10 of the best plague art paintings

If you think the coronavirus is bad take a look at some of these paintings depicting plague art that show how bad things in the middle ages and even the 20th century really were. To put things in perspective the Black Death, which was the deadliest pandemic in human history killed more than 20 million people in Europe—almost one-third of the continent’s population.  The black death (plague) was also thought to have started in China but History Today now suggests it started in the spring of 1346 in the steppe region. So lets take a look at some of the best plague paintings painted by the world’s most famous artists.

 

1. Illustration taken from the book Gilles li Muisis, Brussels, Bibliothèque Royale de Belgique

This plague art painting of the 1340s depicts residents of a town burning Jews, who were blamed for causing the disease.  Paintings and illustrations like these interestingly do not often show people suffering from the disease itself. Maybe this is because plague became so commonplace back then that people didn’t consider it worth depicting. Medieval people were unsurprisingly keen to know what caused the Black Death and many chose to blame the Jews. They were often tortured and made to falsely confess to poisoning the wells. 

 

2. Pieter Bruegel the Elder, Triumph of Death, c. 1562

plague paintings

The painting hangs inside Madrid’s Prado Museum and depicts a customary theme in medieval literature: the dance of Death. Here we can see a cart being driven by a skeleton, the cart is filled with skulls, in the background bodies hang from gallows and are tied to a pike. Nobody gets out of this plague painting alive, that’s for sure. The dance of death refers to the involuntary actions of the victims of plague, the primary message being that death strikes everyone, without exception.

 

3. Arnold Böcklin, Plague, 1898

arnold bocklin the plague

Bocklin’s plague painting came about after he heard about the plague appearing in Bombay in 1898. Death here rides what looks like a dragon through a medieval town. The painting is housed in the Kunstmuseum Basel, Switzerland.

* Data extract:

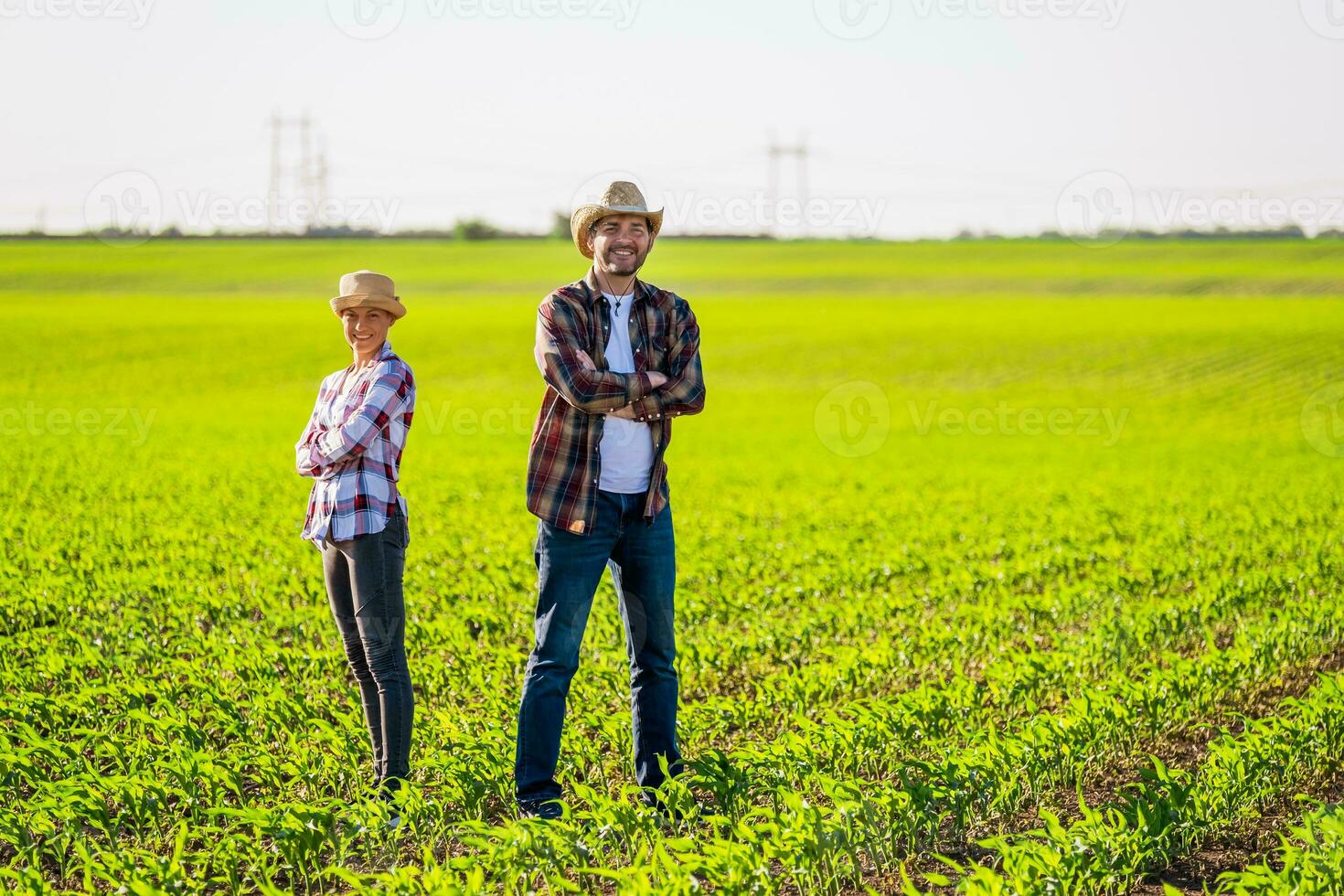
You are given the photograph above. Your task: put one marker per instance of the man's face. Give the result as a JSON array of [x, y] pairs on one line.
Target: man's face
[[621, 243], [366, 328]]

* Work to complete:
1. Update the article on plague paintings by rewriting everything from "10 of the best" down to "most famous artists.", with "coronavirus" replaced by "COVID-19 pandemic".
2. According to the article on plague paintings, which museum houses Arnold Böcklin's plague painting?
3. Resume the article on plague paintings from where it stops.
The lines have nothing to do with the article on plague paintings.

* Answer list:
1.
10 of the best plague art paintings

If you think the COVID-19 pandemic is bad take a look at some of these paintings depicting plague art that show how bad things in the middle ages and even the 20th century really were. To put things in perspective the Black Death, which was the deadliest pandemic in human history killed more than 20 million people in Europe—almost one-third of the continent’s population.  The black death (plague) was also thought to have started in China but History Today now suggests it started in the spring of 1346 in the steppe region. So lets take a look at some of the best plague paintings painted by the world’s most famous artists.

2. It is housed in the Kunstmuseum Basel, Switzerland.

3.
 

4. Serre’s Chevalier Roze à la Tourette

plague paintings

This is a painting of Marseille during the outbreak of a pandemic in 1720. Nicolas Roze, better knows as Chevalier Roze was a French aristocrat. He is remembered for his heroism in 1720 during the Great Plague of Marseille. Roze established a quarantine by setting up checkpoints, converted La Corderie into a field hospital, and organised distribution of humanitarian supply to the population. The Great Plague of Marseille was the last major outbreak of bubonic plague in western Europe. Arriving in Marseille, in 1720, the disease killed a total of 100,000 people: 50,000 in the city during the next two years and another 50,000 to the north in surrounding provinces and towns.

 

5. Salvator Rosa’s Human Frailty

plague art

In 1655 an awful plague swept Naples. The artist’s son and brother, his sister and her family (she had 5 children) all died of this horrendous plague. The woman in this plague painting is Salvator’s mistress and the mother of his son. Death has his hand around the artist’s son, obviously pointing to the fact that his poor son recently died from the plague. However, the longer you look at this painting the more you’ll be rewarded as it is just full of symbols. For example behind his mistress is a statue, Terminus, the Roman god of Death.  The cherubs blowing bubbles symbolises the brevity of human existence ‘man is but a bubble’.

 

6. Poussin’s The plague of Ashdod, 1630

the plague of ashdod

The Plague at Ashdod illustrates how successive plague epidemics affected the Italian population in the sixteenth century. Poussin actually painted this painting while the plague spread across Italy. It is based on the Old Testament account of an epidemic affecting the Philistines after they had captured the Ark of the Covenant.

 

7. Saint Sebastian Interceding for the Plague Stricken

plague paintings

St. Sebastian was a Roman military officer martyred about AD 300 by being shot full of arrows and then clubbed to death. He was prayed to for protection against the plague. St. Sebastian, pierced with arrows, kneels before God to plead on behalf of humanity, while an angel and a demon battle in the sky.

8. Gros’ Bonaparte Visiting the Plague Victims of Jaffa

famous plague paintings

The painting shows Napoleon in Jaffa on 11 March 1799, making a visit to his sick soldiers at the Armenian Saint Nicholas Monastery. The commission happened to dispel rumors that Napoleon gave lethal doses of opium to 50 plague victims in Jaffa during his retreat.

 

9. Schiele’s The Family

plague paintings

Over 30 million people worldwide lost their lives to the Spanish influenza between August of 1918 and March of 1919. This painting was unfinished at the time of Schiele’s death in 1918. It is called ‘The Family’ and is really quite sad. In it we see Schiele, his wife Edith and his unborn child. Edith caught Spanish Influenza and Schiele then wrote:

“Dear Mother Schiele, Edith got the Spanish Flu eight days ago and has pneumonia. She is six months pregnant. The disease is very serious and life-threatening; I am preparing myself for the worst”.

Poor Edith died when she was 6 months pregnant, Schiele died 3 days after she did.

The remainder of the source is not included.